## What you are asked to do
Convert the records below into a JSON list of strings, one string per line, skipping blank lines and leaving out the pictures.

## Given records
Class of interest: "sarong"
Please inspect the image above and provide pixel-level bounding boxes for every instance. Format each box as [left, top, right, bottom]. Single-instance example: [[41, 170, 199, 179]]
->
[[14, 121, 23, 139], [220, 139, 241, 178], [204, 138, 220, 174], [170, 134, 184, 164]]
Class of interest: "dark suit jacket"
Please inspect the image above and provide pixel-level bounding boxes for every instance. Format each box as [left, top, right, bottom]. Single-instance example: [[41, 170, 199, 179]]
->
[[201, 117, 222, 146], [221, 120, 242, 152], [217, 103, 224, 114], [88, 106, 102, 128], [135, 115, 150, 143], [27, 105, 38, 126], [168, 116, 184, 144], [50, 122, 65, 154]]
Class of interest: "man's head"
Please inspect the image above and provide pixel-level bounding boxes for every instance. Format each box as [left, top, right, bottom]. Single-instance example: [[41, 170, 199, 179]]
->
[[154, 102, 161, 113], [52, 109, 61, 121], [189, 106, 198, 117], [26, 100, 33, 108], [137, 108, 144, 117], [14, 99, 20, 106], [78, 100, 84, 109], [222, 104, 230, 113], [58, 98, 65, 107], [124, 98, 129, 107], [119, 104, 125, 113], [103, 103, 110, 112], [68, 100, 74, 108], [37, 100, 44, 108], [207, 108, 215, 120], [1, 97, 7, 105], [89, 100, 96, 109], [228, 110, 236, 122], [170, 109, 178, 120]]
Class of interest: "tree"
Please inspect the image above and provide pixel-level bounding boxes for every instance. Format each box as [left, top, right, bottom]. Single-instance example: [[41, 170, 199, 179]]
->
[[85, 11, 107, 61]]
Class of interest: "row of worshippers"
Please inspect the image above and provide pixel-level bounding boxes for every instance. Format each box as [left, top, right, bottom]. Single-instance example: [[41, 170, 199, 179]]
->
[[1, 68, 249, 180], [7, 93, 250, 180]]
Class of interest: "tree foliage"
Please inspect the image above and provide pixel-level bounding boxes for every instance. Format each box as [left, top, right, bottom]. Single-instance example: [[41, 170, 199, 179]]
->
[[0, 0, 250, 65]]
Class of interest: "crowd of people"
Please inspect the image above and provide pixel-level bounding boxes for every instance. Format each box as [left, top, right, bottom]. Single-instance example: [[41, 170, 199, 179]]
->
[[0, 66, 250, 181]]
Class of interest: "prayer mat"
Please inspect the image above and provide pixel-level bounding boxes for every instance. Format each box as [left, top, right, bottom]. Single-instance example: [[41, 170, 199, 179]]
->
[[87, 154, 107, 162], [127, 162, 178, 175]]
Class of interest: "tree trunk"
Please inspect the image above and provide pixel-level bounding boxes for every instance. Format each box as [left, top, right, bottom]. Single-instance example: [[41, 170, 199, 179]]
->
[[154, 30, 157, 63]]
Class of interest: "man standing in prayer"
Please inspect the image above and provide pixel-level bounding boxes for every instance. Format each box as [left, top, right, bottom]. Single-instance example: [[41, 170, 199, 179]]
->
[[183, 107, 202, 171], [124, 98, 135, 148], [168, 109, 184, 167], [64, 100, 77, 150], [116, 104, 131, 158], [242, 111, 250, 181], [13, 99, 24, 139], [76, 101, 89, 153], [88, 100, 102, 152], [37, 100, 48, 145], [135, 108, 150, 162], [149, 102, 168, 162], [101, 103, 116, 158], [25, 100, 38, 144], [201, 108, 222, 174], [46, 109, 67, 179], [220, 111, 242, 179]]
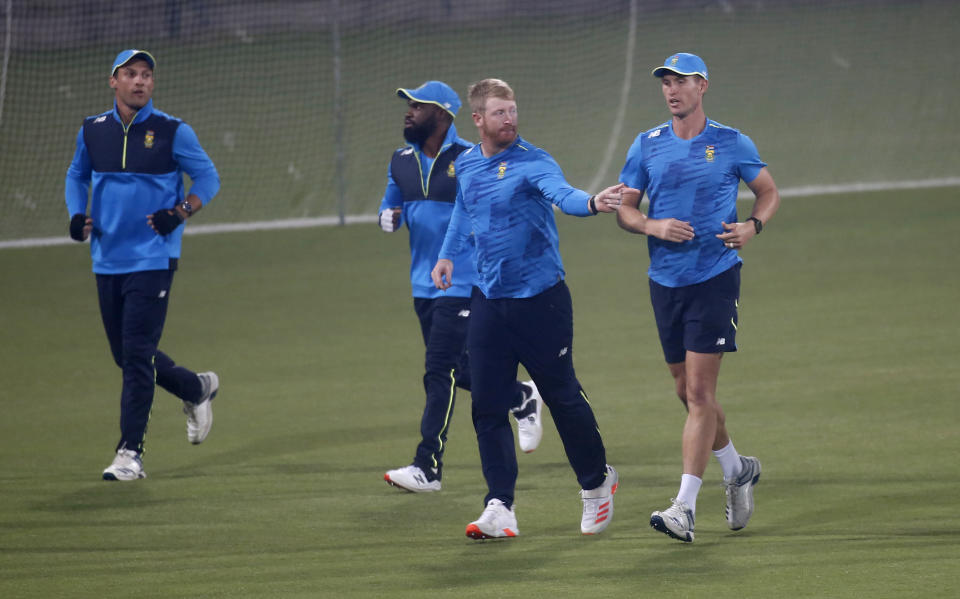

## Response
[
  "Class of interest: \"sarong\"",
  "Please inspect the image above and provide pixel-level bounding boxes for every instance. Format each box as [left, top, right, bottom]. Single-instance example: [[41, 170, 199, 179]]",
  "->",
  "[[14, 121, 23, 139], [220, 139, 241, 178], [204, 138, 220, 174], [170, 134, 184, 164]]",
  "Class of interest: \"dark suit jacket\"",
  "Please inspect the image above and provide pixel-level bounding boxes for every instance. Format each box as [left, top, right, bottom]. Single-instance example: [[41, 170, 199, 179]]",
  "->",
  "[[201, 117, 222, 146], [221, 120, 242, 152], [217, 103, 224, 114], [88, 106, 102, 128], [135, 115, 150, 143], [27, 105, 38, 126], [168, 116, 184, 144], [50, 122, 65, 154]]",
  "Class of interest: \"man's head\"",
  "Please inspect the image above and provide pixel-level bounding boxes for every instance. Format each box as [left, top, right, bottom]. Single-instance example: [[41, 170, 199, 179]]",
  "->",
  "[[154, 102, 161, 113], [52, 109, 61, 121], [189, 106, 198, 117], [26, 100, 33, 108], [137, 108, 144, 117], [14, 99, 20, 106], [78, 100, 84, 109], [222, 104, 230, 113], [58, 98, 65, 107], [124, 98, 129, 107], [119, 104, 125, 113], [103, 103, 110, 112], [68, 100, 74, 108], [37, 100, 44, 108], [207, 108, 215, 120], [1, 97, 7, 105], [89, 100, 96, 109], [228, 110, 236, 122], [170, 109, 178, 120]]",
  "Class of interest: \"tree\"",
  "Please inspect the image above and provide pixel-level bounding boxes for every instance. Format each box as [left, top, right, bottom]. Single-instance example: [[41, 170, 199, 179]]",
  "->",
  "[[85, 11, 107, 61]]",
  "Class of interest: \"row of worshippers\"",
  "Please inspect the image above and provide pixel-level bounding boxes for every instance. Format each box as [left, top, right, bottom]. Single-instance example: [[41, 170, 199, 179]]",
  "->",
  "[[1, 68, 249, 180], [7, 93, 250, 180]]",
  "Class of interest: \"tree foliage\"",
  "Please inspect the image above and provide pixel-level bounding boxes for every instance. Format each box as [left, top, right, bottom]. Single-instance example: [[41, 170, 199, 179]]",
  "->",
  "[[0, 0, 250, 65]]",
  "Class of interest: \"crowd of people\"",
  "Please inspect the image above and provide pixel-level bounding boxes for every instance. Format each box as [left, top, right, bottom]. Single-instance example: [[41, 170, 199, 179]]",
  "->",
  "[[0, 66, 250, 181]]",
  "Class of interest: \"prayer mat\"",
  "Please inspect the image above and provide pixel-level bounding boxes for every instance. Format each box as [left, top, right, bottom]. Single-instance example: [[41, 170, 199, 179]]",
  "->",
  "[[87, 154, 107, 162], [127, 162, 178, 175]]",
  "Class of interest: \"tree trunk\"",
  "Please inspect the image above and provide pixel-level bounding boxes for every instance. Format each box as [left, top, right, bottom]. Single-instance example: [[41, 170, 199, 179]]",
  "->",
  "[[154, 30, 157, 63]]",
  "Class of interest: \"man standing in prayer\"",
  "Please inspect the image above and provide pixel-level bounding boxes for every instance. Format each box as [left, top, right, bottom]. Single-instance example: [[41, 170, 199, 179]]",
  "->",
  "[[183, 107, 202, 171], [124, 98, 135, 148], [168, 109, 184, 167], [64, 100, 77, 150], [116, 104, 131, 158], [242, 111, 250, 181], [13, 99, 24, 139], [76, 101, 89, 153], [88, 100, 102, 152], [37, 100, 48, 145], [135, 108, 150, 162], [149, 102, 168, 162], [101, 103, 116, 158], [25, 100, 38, 144], [201, 108, 222, 174], [46, 109, 67, 179], [220, 111, 242, 179]]"
]